TASK OBJECTIVE: Report each line of the data that has "water" somewhere in it.

GIVEN INFORMATION:
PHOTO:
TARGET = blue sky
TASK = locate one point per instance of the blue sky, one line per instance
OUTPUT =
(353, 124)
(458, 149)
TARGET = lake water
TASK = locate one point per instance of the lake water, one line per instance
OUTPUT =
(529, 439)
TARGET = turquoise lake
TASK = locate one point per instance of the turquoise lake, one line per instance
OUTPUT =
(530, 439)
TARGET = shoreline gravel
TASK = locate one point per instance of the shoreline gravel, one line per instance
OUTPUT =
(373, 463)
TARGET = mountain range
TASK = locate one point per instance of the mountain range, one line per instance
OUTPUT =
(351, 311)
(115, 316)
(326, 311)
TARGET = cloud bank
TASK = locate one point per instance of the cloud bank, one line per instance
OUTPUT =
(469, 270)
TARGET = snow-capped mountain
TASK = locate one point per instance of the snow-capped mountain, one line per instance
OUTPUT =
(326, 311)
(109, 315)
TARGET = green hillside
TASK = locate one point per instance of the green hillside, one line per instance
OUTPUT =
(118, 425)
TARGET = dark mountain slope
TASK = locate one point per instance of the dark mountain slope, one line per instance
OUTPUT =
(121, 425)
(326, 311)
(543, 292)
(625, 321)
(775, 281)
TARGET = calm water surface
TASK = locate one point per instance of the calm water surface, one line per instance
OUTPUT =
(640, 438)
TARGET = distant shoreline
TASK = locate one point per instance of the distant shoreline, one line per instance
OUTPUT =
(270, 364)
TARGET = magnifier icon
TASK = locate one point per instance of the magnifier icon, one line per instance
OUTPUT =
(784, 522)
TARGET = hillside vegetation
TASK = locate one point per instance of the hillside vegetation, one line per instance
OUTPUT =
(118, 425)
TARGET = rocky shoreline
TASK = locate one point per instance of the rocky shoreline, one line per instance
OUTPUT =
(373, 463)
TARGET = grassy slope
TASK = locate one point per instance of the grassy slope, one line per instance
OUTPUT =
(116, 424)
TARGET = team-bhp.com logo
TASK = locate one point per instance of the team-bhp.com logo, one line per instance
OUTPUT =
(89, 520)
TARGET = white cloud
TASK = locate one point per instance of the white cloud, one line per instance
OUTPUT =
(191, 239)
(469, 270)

ANSWER BELOW:
TARGET = lake water
TASK = locate one point per instance of the lake water, one line per instance
TARGET = calm water surface
TASK = locate one point per instance of the calm water surface, one line per instance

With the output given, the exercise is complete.